* [Source records]

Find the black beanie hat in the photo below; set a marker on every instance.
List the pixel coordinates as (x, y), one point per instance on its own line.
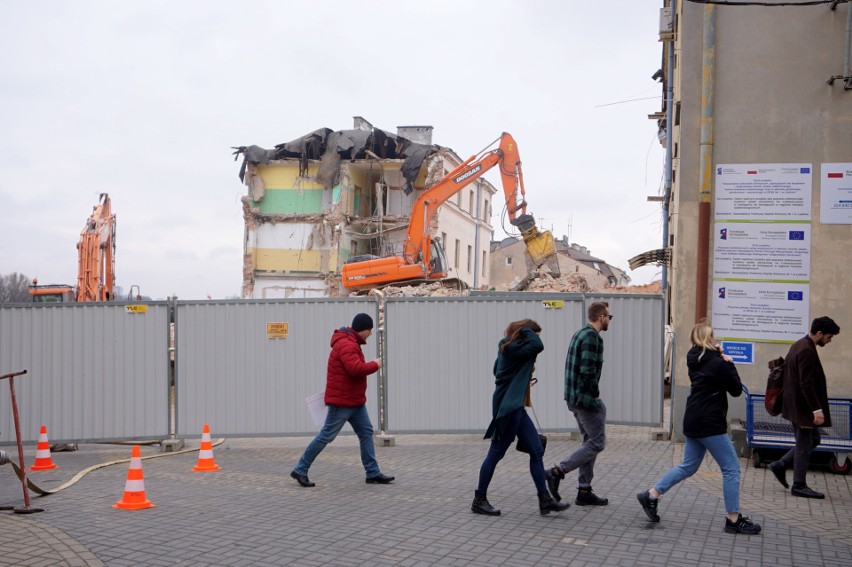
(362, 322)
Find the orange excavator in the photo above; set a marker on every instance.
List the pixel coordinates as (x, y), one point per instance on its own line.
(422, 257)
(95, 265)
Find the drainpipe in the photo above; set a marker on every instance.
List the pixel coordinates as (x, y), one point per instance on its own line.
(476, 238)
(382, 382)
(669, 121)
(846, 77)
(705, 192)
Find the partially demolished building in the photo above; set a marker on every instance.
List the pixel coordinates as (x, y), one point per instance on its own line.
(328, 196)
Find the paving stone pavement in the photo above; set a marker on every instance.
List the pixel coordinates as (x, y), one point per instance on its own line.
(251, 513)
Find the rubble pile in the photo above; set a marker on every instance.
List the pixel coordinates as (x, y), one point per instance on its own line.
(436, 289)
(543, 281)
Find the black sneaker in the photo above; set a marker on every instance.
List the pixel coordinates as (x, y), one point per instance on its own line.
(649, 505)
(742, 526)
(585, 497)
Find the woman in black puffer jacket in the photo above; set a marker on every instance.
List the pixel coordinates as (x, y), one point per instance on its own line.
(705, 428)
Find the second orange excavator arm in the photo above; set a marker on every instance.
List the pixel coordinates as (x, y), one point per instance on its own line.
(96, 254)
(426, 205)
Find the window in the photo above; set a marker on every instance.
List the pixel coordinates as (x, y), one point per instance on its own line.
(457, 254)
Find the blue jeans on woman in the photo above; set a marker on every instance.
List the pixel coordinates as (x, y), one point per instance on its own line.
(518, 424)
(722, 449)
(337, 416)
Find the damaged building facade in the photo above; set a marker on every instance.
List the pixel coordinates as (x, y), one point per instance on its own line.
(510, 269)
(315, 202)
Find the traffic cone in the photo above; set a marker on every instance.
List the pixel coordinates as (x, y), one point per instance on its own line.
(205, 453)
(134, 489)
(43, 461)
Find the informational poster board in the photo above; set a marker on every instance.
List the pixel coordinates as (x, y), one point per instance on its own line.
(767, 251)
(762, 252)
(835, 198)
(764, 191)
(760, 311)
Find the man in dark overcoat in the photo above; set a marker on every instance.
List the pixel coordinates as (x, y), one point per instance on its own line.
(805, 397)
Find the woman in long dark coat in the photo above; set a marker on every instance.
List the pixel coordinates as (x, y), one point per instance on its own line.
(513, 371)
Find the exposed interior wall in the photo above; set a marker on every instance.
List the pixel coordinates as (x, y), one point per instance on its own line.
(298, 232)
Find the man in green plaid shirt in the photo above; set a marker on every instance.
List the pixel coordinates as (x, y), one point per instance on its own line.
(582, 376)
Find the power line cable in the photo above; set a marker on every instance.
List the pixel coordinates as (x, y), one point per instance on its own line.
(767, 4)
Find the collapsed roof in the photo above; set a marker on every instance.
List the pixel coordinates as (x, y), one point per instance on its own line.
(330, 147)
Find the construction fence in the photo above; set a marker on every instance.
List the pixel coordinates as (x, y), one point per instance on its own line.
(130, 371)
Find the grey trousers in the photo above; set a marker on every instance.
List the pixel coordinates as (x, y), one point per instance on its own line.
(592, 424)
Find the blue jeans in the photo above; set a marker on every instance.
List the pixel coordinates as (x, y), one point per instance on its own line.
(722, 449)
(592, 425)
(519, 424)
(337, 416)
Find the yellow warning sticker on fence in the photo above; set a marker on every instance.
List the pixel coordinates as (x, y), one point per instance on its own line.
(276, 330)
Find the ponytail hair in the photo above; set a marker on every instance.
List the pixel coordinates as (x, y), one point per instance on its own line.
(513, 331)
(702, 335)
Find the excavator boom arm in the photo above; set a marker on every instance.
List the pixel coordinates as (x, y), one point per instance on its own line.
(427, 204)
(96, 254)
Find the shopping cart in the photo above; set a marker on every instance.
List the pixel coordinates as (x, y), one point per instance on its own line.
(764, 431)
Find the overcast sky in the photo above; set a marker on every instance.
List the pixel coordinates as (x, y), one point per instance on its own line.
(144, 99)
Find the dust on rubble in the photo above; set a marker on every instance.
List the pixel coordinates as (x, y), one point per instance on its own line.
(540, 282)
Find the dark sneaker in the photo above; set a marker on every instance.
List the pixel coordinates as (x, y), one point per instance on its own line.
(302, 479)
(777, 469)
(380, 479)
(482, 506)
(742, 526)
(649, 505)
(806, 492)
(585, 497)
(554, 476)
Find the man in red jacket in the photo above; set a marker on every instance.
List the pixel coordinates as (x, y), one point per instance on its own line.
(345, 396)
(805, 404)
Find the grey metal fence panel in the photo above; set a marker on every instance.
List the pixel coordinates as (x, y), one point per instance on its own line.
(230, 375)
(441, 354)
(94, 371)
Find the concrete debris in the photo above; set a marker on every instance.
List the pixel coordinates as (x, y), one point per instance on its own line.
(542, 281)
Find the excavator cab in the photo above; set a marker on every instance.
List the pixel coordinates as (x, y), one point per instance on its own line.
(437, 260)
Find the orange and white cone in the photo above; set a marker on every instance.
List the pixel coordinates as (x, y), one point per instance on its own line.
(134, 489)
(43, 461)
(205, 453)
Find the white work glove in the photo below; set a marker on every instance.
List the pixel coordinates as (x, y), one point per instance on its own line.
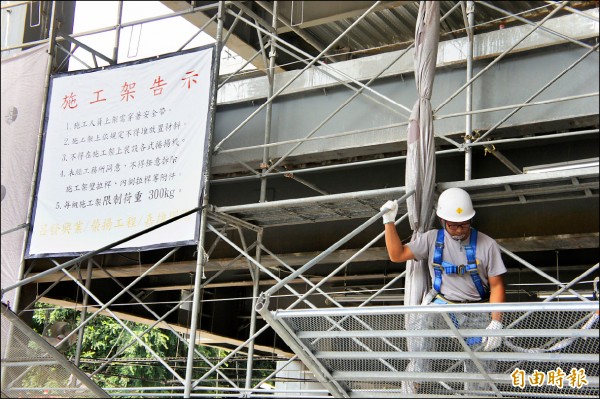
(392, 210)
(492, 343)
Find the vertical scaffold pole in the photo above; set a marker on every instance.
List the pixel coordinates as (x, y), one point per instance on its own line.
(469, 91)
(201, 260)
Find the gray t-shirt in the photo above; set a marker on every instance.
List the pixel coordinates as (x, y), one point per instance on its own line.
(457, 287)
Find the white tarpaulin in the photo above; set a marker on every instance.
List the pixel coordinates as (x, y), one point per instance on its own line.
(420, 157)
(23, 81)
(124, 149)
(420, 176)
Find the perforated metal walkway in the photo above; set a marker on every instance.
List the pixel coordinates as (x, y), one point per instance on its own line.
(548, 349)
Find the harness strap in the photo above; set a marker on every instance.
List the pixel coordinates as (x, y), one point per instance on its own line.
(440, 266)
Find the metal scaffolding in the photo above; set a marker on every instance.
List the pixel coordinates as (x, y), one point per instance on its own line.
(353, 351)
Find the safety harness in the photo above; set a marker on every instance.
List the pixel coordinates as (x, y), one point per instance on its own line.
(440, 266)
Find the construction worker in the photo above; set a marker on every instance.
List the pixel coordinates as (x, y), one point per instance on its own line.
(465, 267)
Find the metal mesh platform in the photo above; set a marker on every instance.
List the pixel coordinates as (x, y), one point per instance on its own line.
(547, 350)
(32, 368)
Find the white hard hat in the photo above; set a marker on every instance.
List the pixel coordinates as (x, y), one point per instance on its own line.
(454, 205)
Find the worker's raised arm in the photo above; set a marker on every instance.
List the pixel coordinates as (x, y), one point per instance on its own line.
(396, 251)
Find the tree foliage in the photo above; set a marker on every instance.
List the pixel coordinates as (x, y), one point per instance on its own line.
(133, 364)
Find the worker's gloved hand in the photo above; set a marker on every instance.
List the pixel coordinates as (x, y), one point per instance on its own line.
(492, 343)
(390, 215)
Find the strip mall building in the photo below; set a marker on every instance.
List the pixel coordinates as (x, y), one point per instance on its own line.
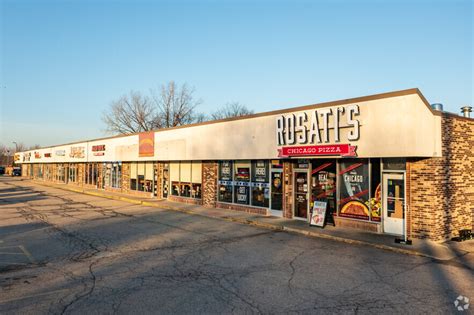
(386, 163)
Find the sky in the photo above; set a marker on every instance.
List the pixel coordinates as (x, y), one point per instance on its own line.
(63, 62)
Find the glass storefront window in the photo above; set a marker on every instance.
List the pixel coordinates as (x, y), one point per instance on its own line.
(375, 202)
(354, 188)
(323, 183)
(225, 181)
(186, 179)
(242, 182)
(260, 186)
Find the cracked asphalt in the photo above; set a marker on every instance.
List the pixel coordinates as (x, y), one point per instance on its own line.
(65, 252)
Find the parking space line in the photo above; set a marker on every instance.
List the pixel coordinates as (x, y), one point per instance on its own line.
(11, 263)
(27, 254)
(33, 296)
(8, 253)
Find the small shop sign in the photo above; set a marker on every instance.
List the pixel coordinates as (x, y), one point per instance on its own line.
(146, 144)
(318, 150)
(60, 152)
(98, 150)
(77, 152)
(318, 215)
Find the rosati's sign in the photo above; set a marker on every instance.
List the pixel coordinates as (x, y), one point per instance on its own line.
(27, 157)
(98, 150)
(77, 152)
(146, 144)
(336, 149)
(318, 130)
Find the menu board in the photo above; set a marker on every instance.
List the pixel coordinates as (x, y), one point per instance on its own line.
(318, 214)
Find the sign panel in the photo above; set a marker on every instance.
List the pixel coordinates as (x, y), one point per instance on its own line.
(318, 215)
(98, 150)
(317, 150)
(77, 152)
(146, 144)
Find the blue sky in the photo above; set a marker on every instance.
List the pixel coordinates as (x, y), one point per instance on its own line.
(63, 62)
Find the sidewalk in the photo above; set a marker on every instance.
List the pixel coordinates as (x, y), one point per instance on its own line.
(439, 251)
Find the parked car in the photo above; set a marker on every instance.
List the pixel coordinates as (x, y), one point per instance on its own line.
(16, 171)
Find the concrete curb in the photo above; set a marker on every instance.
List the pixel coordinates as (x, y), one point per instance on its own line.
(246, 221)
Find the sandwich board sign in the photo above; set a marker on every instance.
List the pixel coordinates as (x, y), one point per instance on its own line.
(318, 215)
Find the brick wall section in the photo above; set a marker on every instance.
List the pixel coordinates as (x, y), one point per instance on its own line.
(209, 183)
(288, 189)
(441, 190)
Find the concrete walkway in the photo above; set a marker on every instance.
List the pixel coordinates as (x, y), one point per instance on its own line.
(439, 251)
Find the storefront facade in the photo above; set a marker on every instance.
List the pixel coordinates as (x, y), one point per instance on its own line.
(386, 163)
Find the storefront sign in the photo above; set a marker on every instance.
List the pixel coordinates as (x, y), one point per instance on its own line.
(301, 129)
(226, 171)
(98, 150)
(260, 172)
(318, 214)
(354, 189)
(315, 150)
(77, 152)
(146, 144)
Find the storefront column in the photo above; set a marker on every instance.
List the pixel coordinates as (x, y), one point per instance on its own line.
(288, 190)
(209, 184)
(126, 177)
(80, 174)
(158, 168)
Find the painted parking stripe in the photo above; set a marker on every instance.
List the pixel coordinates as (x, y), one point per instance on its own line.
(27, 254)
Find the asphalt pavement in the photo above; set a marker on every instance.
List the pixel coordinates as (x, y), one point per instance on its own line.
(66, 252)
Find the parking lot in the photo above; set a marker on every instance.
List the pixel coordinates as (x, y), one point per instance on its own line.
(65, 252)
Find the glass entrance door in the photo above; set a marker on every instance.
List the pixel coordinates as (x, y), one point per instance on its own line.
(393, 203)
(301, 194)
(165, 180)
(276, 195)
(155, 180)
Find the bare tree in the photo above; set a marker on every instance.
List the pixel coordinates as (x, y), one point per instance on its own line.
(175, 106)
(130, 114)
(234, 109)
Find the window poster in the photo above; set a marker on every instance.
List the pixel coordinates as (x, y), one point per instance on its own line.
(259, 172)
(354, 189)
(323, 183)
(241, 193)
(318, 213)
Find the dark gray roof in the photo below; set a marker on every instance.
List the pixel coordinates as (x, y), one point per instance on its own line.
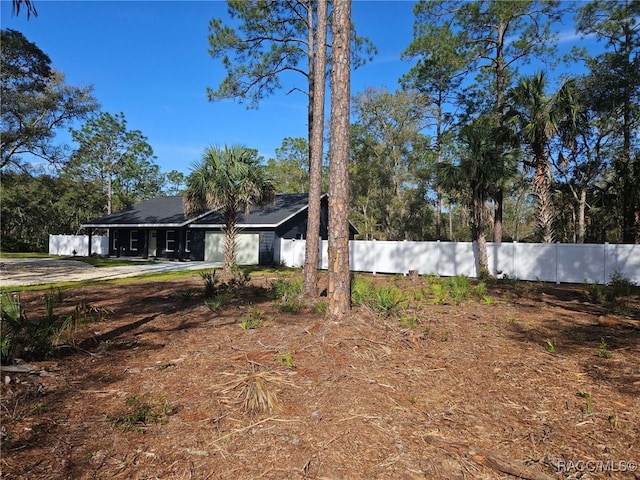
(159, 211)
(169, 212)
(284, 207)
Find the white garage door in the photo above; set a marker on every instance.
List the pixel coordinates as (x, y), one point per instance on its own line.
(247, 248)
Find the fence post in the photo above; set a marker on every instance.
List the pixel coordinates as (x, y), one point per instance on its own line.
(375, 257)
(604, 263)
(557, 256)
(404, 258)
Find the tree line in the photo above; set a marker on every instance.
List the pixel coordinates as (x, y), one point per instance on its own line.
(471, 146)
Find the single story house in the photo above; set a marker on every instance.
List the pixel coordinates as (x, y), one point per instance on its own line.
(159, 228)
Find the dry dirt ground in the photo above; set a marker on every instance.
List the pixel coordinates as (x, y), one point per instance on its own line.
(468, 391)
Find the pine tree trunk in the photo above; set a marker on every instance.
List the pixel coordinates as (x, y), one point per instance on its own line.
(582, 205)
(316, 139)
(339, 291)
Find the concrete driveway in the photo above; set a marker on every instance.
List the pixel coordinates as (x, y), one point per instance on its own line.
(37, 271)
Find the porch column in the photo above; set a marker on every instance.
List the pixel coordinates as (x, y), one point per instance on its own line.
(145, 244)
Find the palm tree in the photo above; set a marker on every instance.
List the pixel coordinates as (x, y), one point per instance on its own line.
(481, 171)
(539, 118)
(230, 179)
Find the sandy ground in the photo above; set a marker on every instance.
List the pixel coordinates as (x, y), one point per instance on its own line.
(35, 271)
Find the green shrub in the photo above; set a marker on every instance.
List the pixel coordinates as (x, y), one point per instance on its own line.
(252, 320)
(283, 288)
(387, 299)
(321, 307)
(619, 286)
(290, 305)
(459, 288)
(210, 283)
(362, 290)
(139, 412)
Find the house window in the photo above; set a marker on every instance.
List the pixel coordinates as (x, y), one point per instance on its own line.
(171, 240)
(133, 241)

* [Task prompt] Starting with the line that contains "Find the dry", write out each line through the end of the listing, exactly as it appears, and include nothing else.

* [Answer to this exercise]
Find the dry dirt ground in the photo above; set a marker on every instance.
List the pixel coordinates as (x, y), one point per instance on its own line.
(468, 391)
Find the pine tree trunk in the photo above; set a marker on every instance.
List the pixel coordinates as (x, y), one point per instance on its own line.
(582, 205)
(316, 139)
(339, 291)
Find the concrete driveway in the photo above; set a marker on every instance.
List the pixel coordinates as (x, y), one point per instance on its own line.
(37, 271)
Find the porch column in the photo above; set a marker on every instance.
List the pixel coordinates as (x, y), one point per instance on its own line.
(145, 244)
Find the palm tree in the photo above; set a marker on every instance.
List the pixel coordinates as (x, y), one point per instance on its own line.
(481, 171)
(539, 118)
(230, 179)
Find the sandy ground in the photo above; set a marker on every instance.
List the pixel coordinates as (x, y), one point per instance on its own line.
(35, 271)
Find the green shrub in the photo above; set a marker on every instance.
List the pixel coordinates as (x, y), one point per instance on its own line.
(252, 320)
(283, 288)
(387, 299)
(321, 307)
(619, 286)
(290, 305)
(459, 288)
(210, 283)
(362, 290)
(139, 412)
Find the house window in the photo above; set a marker on every instance.
List the pixel coordinates as (x, y), one point per instance on its own line.
(171, 240)
(133, 241)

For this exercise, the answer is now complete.